Word-for-word transcription is needed for all of the entries.

Saved entries:
===============

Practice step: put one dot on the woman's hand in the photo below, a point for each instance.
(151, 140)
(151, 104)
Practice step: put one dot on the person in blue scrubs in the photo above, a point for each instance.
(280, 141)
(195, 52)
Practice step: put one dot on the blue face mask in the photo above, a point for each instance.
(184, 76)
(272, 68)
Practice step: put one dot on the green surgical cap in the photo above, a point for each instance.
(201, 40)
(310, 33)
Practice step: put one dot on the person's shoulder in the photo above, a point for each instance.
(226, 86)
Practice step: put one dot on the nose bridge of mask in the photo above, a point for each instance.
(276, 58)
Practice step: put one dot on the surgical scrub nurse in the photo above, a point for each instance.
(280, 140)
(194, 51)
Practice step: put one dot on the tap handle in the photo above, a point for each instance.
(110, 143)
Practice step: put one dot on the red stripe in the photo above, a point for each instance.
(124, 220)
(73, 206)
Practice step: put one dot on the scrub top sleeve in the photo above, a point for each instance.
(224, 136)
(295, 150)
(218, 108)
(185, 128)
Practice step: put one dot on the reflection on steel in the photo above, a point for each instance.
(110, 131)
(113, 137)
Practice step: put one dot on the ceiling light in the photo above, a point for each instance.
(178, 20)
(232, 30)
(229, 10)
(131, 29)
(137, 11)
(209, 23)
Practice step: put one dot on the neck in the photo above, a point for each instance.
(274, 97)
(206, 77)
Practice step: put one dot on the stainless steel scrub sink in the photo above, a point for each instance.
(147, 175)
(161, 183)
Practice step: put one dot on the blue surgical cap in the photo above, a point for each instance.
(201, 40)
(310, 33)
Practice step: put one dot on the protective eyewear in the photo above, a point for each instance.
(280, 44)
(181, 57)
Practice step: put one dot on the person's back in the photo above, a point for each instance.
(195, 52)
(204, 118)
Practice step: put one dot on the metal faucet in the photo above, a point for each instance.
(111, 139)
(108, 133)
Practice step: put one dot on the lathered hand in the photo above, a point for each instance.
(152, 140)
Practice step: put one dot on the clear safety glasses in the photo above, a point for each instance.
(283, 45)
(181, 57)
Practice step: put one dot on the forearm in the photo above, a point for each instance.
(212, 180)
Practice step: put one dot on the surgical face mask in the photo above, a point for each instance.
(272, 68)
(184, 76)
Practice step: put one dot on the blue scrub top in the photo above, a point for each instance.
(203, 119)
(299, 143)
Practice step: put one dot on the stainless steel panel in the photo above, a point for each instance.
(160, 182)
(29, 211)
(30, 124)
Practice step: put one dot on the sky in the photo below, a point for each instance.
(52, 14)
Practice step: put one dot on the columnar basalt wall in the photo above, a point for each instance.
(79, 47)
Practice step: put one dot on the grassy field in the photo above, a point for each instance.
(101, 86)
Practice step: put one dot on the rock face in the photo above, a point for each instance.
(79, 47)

===============

> _Result for this exercise_:
Practice step: put one dot on the woman's hand in the photo below, a point for each instance.
(151, 140)
(151, 104)
Practice step: put one dot on the person in blue scrubs in the photo above, a point for each instance.
(280, 141)
(195, 52)
Practice step: put one dot on the blue face mask in the photo above, a point for each instance.
(184, 76)
(272, 68)
Practice step: put one dot on the green surgical cap in the photo above, a point for each instance.
(201, 40)
(310, 33)
Practice step: put one dot on the person's shoulder in the photo above, a point for each instance.
(226, 86)
Practice step: put one dot on the nose bridge of mask in the photo above, a point for each instance.
(276, 58)
Practice step: put one dot on the surgical scrub nurse in the photo above, a point for each instance.
(280, 140)
(194, 51)
Practice step: put one dot on the tap handle in the photo above, a point for each instance.
(110, 143)
Practice step: put one dot on the red stripe in the photo above, a point for each instance.
(124, 220)
(73, 206)
Practice step: put one dot on the scrub top sleeve in the photo above, a point for each instance.
(224, 136)
(295, 150)
(218, 108)
(185, 128)
Practice step: put one dot on the reflection on steel in the photo above, a point for each instance.
(110, 131)
(113, 137)
Practice step: put one dot on the ceiling light in the photo above, a point for each instance.
(178, 20)
(232, 30)
(229, 10)
(131, 29)
(137, 11)
(209, 23)
Practice step: put one dot on the neck in the photo above, a point for each instance.
(274, 97)
(206, 77)
Practice step: put one dot on the stainless steel scrub sink in the photo above, a point for each instance.
(147, 175)
(161, 183)
Practice step: put one dot on the blue surgical cap in the photo above, a point for each instance.
(201, 40)
(310, 33)
Practice step: put one dot on the protective eyewear in the photo above, a point for each instance.
(280, 44)
(181, 57)
Practice step: put one dot on the person's back in the photo above, a point for each instance.
(195, 52)
(204, 118)
Practice step: put one dot on the metal faucet in the photo above, a point for each instance.
(111, 139)
(108, 133)
Practice step: put one dot on the lathered hand in the photo above, a point for each instance.
(152, 140)
Practice step: put one dot on the clear safety glasses in the photo above, a point for each instance.
(283, 45)
(181, 57)
Practice step: put one dot on the forearm in the photo above, a point for each instance.
(212, 180)
Practice step: put one dot on the surgical face mask in the photo above, a point for each instance.
(272, 68)
(184, 76)
Practice step: put one dot on the blue scrub top in the photo above, a point for each instance.
(203, 119)
(299, 143)
Practice step: put one dot on the stainless steel panel in the photo above, a point for each instance.
(160, 182)
(29, 211)
(30, 124)
Practice step: put one dot on the sky in the photo below, a point for each instance.
(52, 14)
Practice step: put one dot on the columnar basalt wall in the photo above, a point for each instance.
(79, 47)
Practice step: put one dot on the grassy field in the photo above, a point for each instance.
(101, 86)
Practice step: put one dot on the rock face in the photo above, a point for each instance.
(79, 47)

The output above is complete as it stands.